» Task material:
--- START ---

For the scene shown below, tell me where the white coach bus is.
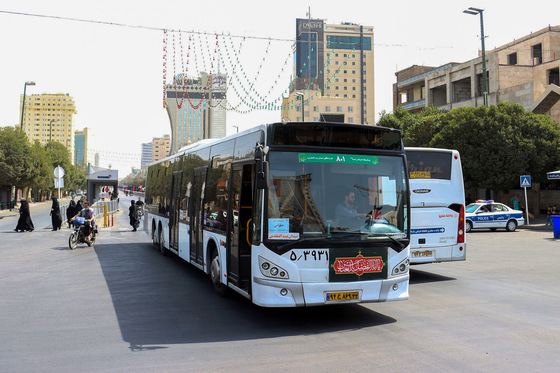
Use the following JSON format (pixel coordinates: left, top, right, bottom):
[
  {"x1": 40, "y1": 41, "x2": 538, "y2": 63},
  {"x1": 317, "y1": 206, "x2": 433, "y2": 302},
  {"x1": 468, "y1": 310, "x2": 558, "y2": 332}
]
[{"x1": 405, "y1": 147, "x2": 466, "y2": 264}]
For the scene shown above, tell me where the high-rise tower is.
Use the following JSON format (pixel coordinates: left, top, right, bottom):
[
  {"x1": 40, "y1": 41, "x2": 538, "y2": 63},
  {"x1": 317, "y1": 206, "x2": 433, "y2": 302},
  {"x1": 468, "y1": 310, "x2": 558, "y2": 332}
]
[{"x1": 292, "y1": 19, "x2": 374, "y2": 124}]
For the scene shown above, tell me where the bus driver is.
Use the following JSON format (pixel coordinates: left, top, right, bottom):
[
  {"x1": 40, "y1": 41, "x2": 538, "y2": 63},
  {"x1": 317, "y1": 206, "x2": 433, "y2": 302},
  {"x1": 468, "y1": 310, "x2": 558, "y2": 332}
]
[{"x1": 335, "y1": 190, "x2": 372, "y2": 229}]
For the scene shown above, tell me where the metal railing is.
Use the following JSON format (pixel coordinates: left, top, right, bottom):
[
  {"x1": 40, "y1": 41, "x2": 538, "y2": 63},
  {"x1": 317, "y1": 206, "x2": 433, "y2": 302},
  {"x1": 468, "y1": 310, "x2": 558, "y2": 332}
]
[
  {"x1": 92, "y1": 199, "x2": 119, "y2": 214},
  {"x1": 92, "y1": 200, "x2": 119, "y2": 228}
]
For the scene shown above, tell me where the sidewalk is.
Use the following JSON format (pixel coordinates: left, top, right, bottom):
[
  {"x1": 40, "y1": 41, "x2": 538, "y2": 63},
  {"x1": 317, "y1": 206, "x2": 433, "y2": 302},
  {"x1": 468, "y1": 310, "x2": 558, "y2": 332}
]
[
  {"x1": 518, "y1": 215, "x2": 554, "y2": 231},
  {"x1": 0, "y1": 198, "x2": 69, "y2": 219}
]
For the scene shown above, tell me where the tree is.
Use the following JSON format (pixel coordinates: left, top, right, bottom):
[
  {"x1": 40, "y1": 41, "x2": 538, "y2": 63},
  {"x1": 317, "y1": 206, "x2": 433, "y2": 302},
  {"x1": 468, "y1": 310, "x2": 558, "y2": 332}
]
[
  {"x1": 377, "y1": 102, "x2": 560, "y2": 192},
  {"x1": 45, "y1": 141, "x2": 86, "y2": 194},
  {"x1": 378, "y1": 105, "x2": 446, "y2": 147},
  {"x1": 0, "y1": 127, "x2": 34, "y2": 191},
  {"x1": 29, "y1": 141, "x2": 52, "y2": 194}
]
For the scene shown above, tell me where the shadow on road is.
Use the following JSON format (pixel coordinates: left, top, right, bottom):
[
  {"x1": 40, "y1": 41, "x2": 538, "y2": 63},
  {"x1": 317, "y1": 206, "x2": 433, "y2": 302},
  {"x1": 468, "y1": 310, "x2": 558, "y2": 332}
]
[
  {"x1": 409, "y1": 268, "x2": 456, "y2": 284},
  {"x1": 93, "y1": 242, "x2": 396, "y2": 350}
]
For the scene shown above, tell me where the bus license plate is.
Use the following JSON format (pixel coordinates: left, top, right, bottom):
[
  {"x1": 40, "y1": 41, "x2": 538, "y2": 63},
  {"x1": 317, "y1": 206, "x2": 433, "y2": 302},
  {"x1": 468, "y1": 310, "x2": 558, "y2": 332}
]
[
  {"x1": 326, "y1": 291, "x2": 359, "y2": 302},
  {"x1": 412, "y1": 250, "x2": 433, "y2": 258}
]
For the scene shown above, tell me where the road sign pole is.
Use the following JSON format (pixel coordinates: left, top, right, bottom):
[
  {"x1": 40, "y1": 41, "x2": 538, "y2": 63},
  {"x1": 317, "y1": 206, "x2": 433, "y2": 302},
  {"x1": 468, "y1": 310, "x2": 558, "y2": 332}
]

--- END ---

» Problem:
Having removed the pictures, write out the records exactly as they stand.

» Solved exercise:
For the scene shown below, tell me where the white coach bus is.
Use the following JSON format (pixel coordinates: left, top, right, bottom):
[
  {"x1": 40, "y1": 41, "x2": 538, "y2": 63},
  {"x1": 317, "y1": 206, "x2": 433, "y2": 302},
  {"x1": 468, "y1": 310, "x2": 558, "y2": 332}
]
[{"x1": 405, "y1": 147, "x2": 466, "y2": 264}]
For the scene shown above, tell me where the high-rise tower is.
Use the following JSON format (pixel coordinates: left, top, right, bottom):
[
  {"x1": 40, "y1": 41, "x2": 538, "y2": 63},
  {"x1": 317, "y1": 206, "x2": 433, "y2": 302},
  {"x1": 468, "y1": 310, "x2": 558, "y2": 332}
]
[{"x1": 292, "y1": 19, "x2": 374, "y2": 124}]
For the scene shown above, tell me where the bus driver is.
Use the following JSON format (pixel coordinates: left, top, right, bottom):
[
  {"x1": 40, "y1": 41, "x2": 538, "y2": 63},
  {"x1": 317, "y1": 206, "x2": 433, "y2": 302},
  {"x1": 468, "y1": 310, "x2": 558, "y2": 332}
]
[{"x1": 335, "y1": 190, "x2": 372, "y2": 229}]
For the scene shown above, tell me where the metal railing is.
Use the following JSON format (pixel coordinates: left, top, right, bottom):
[
  {"x1": 40, "y1": 41, "x2": 538, "y2": 63},
  {"x1": 317, "y1": 206, "x2": 433, "y2": 302},
  {"x1": 468, "y1": 310, "x2": 558, "y2": 332}
]
[
  {"x1": 92, "y1": 199, "x2": 119, "y2": 214},
  {"x1": 92, "y1": 200, "x2": 119, "y2": 228}
]
For the scene shown above, tell me where the sidewalk is.
Use the following JSON format (pixel coordinates: left, top, right, bottom):
[
  {"x1": 40, "y1": 41, "x2": 538, "y2": 63},
  {"x1": 317, "y1": 206, "x2": 433, "y2": 302},
  {"x1": 468, "y1": 310, "x2": 558, "y2": 332}
]
[
  {"x1": 518, "y1": 215, "x2": 554, "y2": 231},
  {"x1": 0, "y1": 198, "x2": 69, "y2": 219}
]
For the scene shown above, tell me where the tree is.
Use the following JSON format (pixel coordinates: left, top, right, bottom):
[
  {"x1": 40, "y1": 41, "x2": 538, "y2": 63},
  {"x1": 317, "y1": 206, "x2": 433, "y2": 302},
  {"x1": 468, "y1": 310, "x2": 558, "y2": 332}
]
[
  {"x1": 377, "y1": 102, "x2": 560, "y2": 192},
  {"x1": 45, "y1": 141, "x2": 86, "y2": 194},
  {"x1": 378, "y1": 105, "x2": 446, "y2": 147},
  {"x1": 0, "y1": 127, "x2": 34, "y2": 191},
  {"x1": 29, "y1": 141, "x2": 52, "y2": 194}
]
For the scene shown above, tell me where the shadow on road is.
Use the following JSON format (pixel coordinates: left, top, right, bottom):
[
  {"x1": 40, "y1": 41, "x2": 538, "y2": 63},
  {"x1": 317, "y1": 206, "x2": 433, "y2": 302},
  {"x1": 468, "y1": 310, "x2": 558, "y2": 332}
]
[
  {"x1": 409, "y1": 268, "x2": 456, "y2": 284},
  {"x1": 93, "y1": 242, "x2": 396, "y2": 350}
]
For the scene shown above, tell me where the bus license plate is.
Use the following JSON format (pixel coordinates: left, top, right, bottom):
[
  {"x1": 40, "y1": 41, "x2": 538, "y2": 63},
  {"x1": 317, "y1": 206, "x2": 433, "y2": 302},
  {"x1": 468, "y1": 310, "x2": 558, "y2": 332}
]
[
  {"x1": 326, "y1": 291, "x2": 359, "y2": 302},
  {"x1": 412, "y1": 250, "x2": 433, "y2": 258}
]
For the scene shown above, tell me where the road sign pole is.
Use the following JSON format (pixel coordinates: left, top, right, bottom):
[
  {"x1": 40, "y1": 41, "x2": 538, "y2": 63},
  {"x1": 317, "y1": 206, "x2": 433, "y2": 302},
  {"x1": 468, "y1": 310, "x2": 558, "y2": 332}
]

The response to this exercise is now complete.